__Consignes__:
1. Recopiez le passage du texte fourni qui va de « Le lendemain, Peter » à « progressiste. ».
2. D'après le texte fourni, quel était le titre du rapport présenté par Peter Schwarz ?
3. Poursuivez le texte fourni, consacré aux rapports de North et de Schwarz, après sa dernière phrase.

En conclusion de son rapport inspirant, North a cité
Trotsky: «La tâche stratégique consiste à aider les masses, à adapter leur
mentalité politique et psychologique à la situation objective, à surmonter
les préjugés traditionnels des travailleurs américains, et à adapter [leur
mentalité] à la situation objective de la crise sociale de tout le système.»
Le lendemain, Peter Schwarz, membre dirigeant du Partei für
Soziale Gleichheit (Parti de l’égalité socialiste - Allemagne) et secrétaire
du CIQI, a donné un rapport intitulé « La crise du capitalisme européen et
la perspective des Etats Unis socialistes d'Europe». Schwarz a présenté avec
beaucoup de détails l'énorme déséquilibre économique au sein de l'Union
européenne et la réapparition de conflits acrimonieux entre les élites
dirigeantes nationales rivales qui menacent la survie de l’UE et de la
monnaie européenne, l'euro. Ces développements soulignent l'incapacité de la
bourgeoisie européenne d'unir politiquement le continent sur une base
progressiste.

(Entrées d'un jeu d'annotations par points)

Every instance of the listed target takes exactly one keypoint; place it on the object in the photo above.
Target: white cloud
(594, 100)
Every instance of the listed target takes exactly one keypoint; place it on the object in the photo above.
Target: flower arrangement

__Réponses par consigne__:
1.
Le lendemain, Peter Schwarz, membre dirigeant du Partei für
Soziale Gleichheit (Parti de l’égalité socialiste - Allemagne) et secrétaire
du CIQI, a donné un rapport intitulé « La crise du capitalisme européen et
la perspective des Etats Unis socialistes d'Europe». Schwarz a présenté avec
beaucoup de détails l'énorme déséquilibre économique au sein de l'Union
européenne et la réapparition de conflits acrimonieux entre les élites
dirigeantes nationales rivales qui menacent la survie de l’UE et de la
monnaie européenne, l'euro. Ces développements soulignent l'incapacité de la
bourgeoisie européenne d'unir politiquement le continent sur une base
progressiste.

2. « La crise du capitalisme européen et la perspective des Etats Unis socialistes d'Europe ».

3.
Schwarz a passé également en revue les mesures d'austérité
imposées à travers le continent et la montée de la résistance de la classe
ouvrière. «La crise actuelle a, bien entendu, de profondes racines
économiques», a-t-il expliqué. «Ce serait une erreur, cependant, de
considérer l'évolution et le développement de la crise actuelle comme étant
seulement le résultat automatique de l'opération de lois économiques
aveugles. Les lois de l'économie ne s'articulent pas indépendamment des
classes sociales et des intérêts sociaux. Elles sont le résultat de la
confrontation continue des forces sociales vives... La présente crise – le
cycle à la hausse des taux d'intérêts, l'aggravation de la crise de
l'endettement et les budgets d'austérité – est la forme économique d'un
processus essentiellement social: l'assaut sans relâche mené par
l'aristocratie financière internationale contre le niveau de vie et les
conquêtes sociales passées de la classe ouvrière.»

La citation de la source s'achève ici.